Written request: List every line in the listing below that contains the word "window".

Supplied entries:
▶
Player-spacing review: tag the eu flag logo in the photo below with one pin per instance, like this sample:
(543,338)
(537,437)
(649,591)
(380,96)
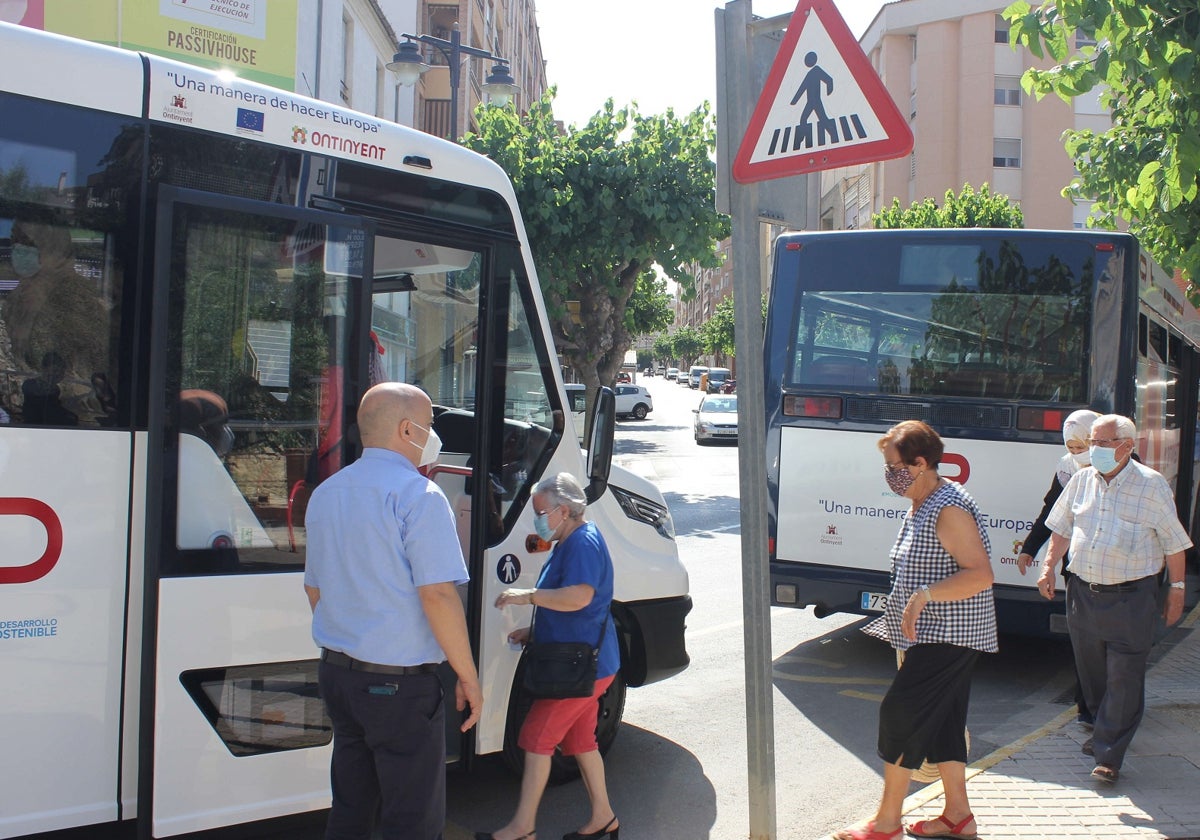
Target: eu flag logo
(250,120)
◀
▶
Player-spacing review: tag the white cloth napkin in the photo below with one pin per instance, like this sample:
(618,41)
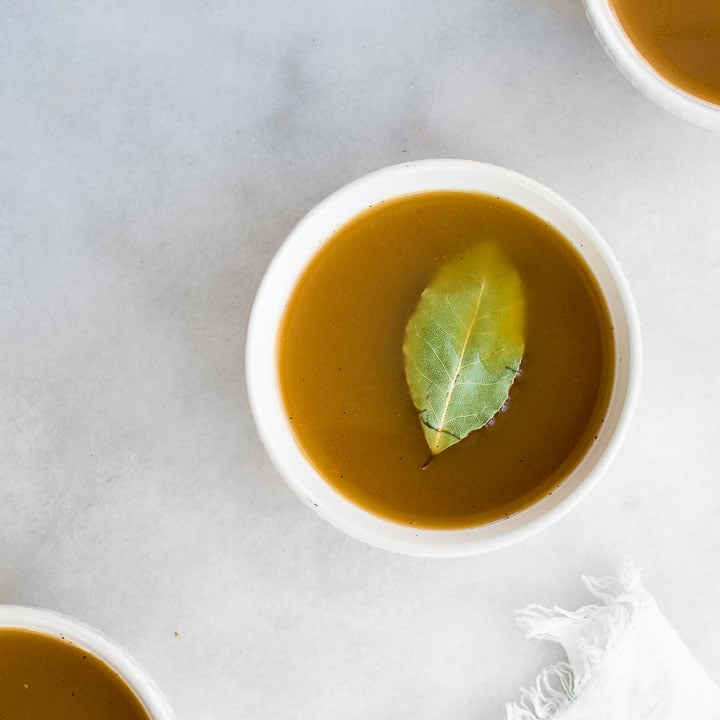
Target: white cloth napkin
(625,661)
◀
▶
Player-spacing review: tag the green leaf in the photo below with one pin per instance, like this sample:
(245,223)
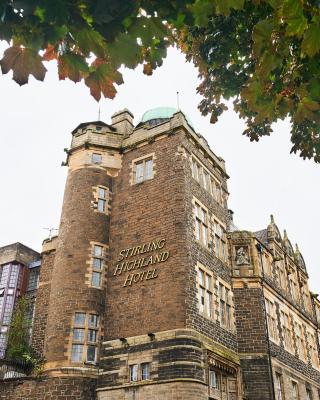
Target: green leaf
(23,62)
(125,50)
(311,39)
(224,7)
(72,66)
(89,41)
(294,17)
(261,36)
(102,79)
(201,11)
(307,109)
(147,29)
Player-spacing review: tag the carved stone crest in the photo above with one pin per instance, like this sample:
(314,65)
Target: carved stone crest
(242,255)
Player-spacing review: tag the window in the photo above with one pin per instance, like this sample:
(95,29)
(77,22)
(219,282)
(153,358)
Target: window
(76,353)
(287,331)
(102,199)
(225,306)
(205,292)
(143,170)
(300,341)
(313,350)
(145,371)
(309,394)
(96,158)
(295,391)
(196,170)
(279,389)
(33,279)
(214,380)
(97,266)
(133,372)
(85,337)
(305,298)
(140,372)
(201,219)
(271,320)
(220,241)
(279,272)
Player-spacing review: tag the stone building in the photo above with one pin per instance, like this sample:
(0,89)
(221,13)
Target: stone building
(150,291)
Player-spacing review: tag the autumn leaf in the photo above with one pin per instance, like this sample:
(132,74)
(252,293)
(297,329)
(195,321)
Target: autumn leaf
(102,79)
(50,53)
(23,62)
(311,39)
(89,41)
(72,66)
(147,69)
◀
Task output:
Player-spacing review: tag the window in the photo above with one pin per instance, like this sample:
Target: window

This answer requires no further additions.